REQUESTS —
**a.** From the Southwestern grant article, copy everything from "Jill Ellern, SCC’s" down to "Southwestern’s Jackson Campus.".
**b.** Name every person in the Southwestern grant article who is given a title or role, and give that title or role for each.
**c.** Pick up the Southwestern grant article about Project SHIFT where it stops, and keep writing it.

PROVIDED PASSAGE —
##########

Jill Ellern, SCC’s Director of Healthcare Simulation Learning, shows Nursing student Mandy Tessin how to use some of the new virtual reality headsets located in the Don Tomas Health Sciences Center on Southwestern’s Jackson Campus.

To help create a pipeline of future healthcare workers for the region, Dogwood Health Trust has awarded a $500,000 grant to Southwestern Community College’s Health Sciences Division.

The funding will establish a Project SHIFT (SCC Health-career Initiative For Teens) office, which aims to recruit enough prospective students to maximize the capacity of SCC’s 16 Healthcare career fields – many of which are housed in the recently dedicated Don Tomas Health Sciences Center.

Included in the grant are salaries for two full-time positions as well as stipends for ambassadors to represent the 16 Health Sciences programs. There’s also funding to endow scholarships that will cover the last-dollar educational expenses of Project SHIFT participants.

“There’s a tremendous need, both locally and nationally, for more healthcare workers,” said Dr. Thom Brooks, Executive Vice President of Instruction and Student Services. “We are uniquely qualified to help meet that need in Western North Carolina because we’ve got a beautiful new Health Sciences building loaded with state-of-the-art healthcare training technology. This grant enhances our ability to get into local schools and help steer even more students toward healthcare fields.”

##########

RECORDS SHOWN —
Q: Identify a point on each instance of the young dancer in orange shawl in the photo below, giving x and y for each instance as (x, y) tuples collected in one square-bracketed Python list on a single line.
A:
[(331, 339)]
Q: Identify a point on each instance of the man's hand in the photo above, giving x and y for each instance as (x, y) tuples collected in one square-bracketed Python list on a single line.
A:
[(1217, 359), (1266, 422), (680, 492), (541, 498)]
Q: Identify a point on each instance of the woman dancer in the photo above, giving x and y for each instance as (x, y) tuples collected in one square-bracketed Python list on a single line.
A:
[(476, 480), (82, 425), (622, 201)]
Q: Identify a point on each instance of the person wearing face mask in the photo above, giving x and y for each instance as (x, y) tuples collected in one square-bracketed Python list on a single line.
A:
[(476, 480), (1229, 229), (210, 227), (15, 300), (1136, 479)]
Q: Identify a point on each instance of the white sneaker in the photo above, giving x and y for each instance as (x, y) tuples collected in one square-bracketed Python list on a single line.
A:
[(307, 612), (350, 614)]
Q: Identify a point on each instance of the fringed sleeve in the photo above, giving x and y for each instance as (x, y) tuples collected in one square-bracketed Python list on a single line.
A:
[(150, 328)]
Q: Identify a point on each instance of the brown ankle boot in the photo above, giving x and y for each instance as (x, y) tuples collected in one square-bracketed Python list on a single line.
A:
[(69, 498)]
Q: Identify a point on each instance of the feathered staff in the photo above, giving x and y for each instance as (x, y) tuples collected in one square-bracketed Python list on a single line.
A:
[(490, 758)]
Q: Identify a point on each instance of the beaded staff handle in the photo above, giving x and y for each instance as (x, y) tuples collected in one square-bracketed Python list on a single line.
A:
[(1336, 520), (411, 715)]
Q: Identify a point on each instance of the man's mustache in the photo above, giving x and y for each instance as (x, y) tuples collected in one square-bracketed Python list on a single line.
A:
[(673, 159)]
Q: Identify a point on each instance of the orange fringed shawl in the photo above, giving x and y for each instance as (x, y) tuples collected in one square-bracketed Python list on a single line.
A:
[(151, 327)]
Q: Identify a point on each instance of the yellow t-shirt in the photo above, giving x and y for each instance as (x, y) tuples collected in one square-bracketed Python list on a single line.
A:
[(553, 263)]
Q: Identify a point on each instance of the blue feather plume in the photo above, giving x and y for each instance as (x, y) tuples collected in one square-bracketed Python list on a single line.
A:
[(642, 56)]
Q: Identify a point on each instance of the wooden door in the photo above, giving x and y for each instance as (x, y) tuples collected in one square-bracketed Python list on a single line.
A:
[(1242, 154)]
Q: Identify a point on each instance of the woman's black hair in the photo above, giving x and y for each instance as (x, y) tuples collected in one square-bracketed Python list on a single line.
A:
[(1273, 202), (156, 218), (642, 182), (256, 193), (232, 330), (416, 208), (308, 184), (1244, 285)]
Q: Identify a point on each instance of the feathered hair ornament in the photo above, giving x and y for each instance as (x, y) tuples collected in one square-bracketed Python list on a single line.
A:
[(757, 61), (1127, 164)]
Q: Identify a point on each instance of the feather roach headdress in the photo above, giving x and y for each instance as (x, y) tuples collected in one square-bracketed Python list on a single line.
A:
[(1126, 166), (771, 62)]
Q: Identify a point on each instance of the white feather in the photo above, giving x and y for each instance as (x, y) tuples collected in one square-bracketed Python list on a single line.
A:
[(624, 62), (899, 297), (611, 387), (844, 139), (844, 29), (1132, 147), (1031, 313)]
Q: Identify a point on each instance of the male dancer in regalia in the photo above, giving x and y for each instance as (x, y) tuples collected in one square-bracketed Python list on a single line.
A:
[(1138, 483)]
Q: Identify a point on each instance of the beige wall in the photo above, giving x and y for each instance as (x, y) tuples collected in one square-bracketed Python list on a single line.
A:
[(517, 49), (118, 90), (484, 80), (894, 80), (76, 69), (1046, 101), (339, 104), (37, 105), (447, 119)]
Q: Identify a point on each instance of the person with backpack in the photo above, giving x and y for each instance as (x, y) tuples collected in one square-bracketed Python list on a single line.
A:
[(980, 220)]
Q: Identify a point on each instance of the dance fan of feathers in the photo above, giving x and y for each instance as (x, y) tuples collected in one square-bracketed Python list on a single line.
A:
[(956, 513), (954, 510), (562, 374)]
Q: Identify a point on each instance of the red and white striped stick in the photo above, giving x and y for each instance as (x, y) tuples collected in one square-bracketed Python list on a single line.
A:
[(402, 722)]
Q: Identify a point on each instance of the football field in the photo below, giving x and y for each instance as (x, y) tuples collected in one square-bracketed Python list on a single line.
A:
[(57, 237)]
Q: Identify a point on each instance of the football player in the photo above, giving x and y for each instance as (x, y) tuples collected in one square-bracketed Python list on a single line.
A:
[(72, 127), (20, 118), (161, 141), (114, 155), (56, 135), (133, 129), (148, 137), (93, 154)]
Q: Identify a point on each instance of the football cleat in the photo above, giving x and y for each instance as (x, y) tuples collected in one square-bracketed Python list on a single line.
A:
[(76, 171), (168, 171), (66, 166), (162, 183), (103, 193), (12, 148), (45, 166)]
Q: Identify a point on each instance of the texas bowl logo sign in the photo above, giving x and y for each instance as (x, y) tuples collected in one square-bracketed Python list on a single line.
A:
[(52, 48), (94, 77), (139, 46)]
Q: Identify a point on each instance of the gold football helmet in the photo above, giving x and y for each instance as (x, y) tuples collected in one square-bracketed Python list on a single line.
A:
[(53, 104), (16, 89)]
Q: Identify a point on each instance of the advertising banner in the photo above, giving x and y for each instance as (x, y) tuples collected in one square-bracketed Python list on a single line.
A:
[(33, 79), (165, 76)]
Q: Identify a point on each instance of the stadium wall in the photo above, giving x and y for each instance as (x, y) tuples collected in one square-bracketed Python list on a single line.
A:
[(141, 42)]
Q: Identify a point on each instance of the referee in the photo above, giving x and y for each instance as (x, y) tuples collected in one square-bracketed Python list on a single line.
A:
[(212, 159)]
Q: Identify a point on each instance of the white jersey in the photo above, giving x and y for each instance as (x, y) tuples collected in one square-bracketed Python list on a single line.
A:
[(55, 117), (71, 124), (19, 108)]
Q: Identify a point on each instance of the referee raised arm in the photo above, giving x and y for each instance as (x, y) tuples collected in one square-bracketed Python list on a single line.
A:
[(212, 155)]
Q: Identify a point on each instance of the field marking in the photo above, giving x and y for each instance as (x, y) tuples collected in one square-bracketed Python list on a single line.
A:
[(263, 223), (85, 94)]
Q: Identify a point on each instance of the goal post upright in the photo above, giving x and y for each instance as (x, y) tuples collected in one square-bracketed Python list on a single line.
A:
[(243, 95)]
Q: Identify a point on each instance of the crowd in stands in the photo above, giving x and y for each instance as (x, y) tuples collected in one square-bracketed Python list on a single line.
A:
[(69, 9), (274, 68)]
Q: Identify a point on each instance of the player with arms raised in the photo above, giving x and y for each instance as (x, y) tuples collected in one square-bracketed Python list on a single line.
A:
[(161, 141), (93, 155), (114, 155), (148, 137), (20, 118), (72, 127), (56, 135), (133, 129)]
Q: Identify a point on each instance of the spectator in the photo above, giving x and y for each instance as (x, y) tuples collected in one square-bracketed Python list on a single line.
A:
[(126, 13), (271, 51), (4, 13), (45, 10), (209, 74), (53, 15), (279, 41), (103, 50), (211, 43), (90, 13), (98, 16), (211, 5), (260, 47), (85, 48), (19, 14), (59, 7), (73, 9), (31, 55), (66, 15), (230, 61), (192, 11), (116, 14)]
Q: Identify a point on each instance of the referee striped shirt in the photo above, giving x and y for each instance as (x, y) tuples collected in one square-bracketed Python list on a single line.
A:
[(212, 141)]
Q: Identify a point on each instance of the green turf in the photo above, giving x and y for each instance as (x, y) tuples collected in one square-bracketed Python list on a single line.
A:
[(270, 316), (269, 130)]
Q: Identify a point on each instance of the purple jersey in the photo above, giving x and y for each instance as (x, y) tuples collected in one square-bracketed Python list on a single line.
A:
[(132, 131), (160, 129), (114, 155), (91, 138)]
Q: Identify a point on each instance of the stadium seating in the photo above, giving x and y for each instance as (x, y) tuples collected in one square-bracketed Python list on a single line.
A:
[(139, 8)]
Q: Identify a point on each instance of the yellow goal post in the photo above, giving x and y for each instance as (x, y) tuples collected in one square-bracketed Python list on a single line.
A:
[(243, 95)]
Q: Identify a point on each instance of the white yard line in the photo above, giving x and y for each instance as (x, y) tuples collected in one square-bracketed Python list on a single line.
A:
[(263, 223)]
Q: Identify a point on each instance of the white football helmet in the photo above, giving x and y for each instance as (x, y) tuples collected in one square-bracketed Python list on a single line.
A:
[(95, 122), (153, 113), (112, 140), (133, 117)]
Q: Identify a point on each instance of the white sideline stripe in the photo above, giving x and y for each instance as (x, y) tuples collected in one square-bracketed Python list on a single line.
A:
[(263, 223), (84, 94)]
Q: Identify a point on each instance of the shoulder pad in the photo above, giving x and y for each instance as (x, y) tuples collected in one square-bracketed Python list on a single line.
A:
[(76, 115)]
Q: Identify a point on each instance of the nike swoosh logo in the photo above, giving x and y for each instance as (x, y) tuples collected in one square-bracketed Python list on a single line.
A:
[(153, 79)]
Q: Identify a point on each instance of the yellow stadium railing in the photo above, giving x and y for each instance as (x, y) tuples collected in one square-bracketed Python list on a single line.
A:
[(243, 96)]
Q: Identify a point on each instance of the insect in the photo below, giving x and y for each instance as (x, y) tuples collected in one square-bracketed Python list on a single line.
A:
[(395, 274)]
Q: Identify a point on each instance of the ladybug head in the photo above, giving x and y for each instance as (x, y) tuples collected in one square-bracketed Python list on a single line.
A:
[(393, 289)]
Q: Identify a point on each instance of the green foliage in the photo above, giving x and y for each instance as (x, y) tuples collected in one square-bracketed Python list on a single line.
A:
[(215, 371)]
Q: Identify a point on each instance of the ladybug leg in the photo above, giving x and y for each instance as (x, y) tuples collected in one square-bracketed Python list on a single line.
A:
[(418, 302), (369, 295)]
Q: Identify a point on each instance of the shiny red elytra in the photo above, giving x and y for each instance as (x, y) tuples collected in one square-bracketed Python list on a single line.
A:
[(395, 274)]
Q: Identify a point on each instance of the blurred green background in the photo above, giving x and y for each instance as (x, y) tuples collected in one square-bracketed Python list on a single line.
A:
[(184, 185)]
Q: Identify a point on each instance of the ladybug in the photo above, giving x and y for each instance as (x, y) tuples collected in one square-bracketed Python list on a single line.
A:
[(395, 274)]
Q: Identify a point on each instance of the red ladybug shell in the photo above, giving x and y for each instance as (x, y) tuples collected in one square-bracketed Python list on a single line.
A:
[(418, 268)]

##########

TASK ANSWERS —
**a.**
Jill Ellern, SCC’s Director of Healthcare Simulation Learning, shows Nursing student Mandy Tessin how to use some of the new virtual reality headsets located in the Don Tomas Health Sciences Center on Southwestern’s Jackson Campus.

**b.**
- Jill Ellern: SCC's Director of Healthcare Simulation Learning
- Mandy Tessin: Nursing student
- Dr. Thom Brooks: Executive Vice President of Instruction and Student Services

**c.**
Also in the grant is funding for 16 mobile demonstration kits – one for each of Southwestern’s Health Sciences programs. Those kits can be taken to local high schools as well as community events to help demonstrate what’s involved in each career path.

The initial grant, which marks Dogwood’s largest investment to date at SCC, covers the Project SHIFT office for two years.

If successful in its efforts over that period, SCC will seek a continuation of the grant funding for future years.

“We know that introducing students to career options early, in middle or high school, can have a great impact on their future education decisions and career prospects,” said Sarah Thompson, Dogwood Health Trust’s Vice President of Community Investment, Economic Opportunity. “This program also was attractive to Dogwood because of the impact it ultimately can make in helping to improve health and wellbeing of area residents, and we hope to see it succeed in creating a strong pipeline of healthcare workers in the SCC region.”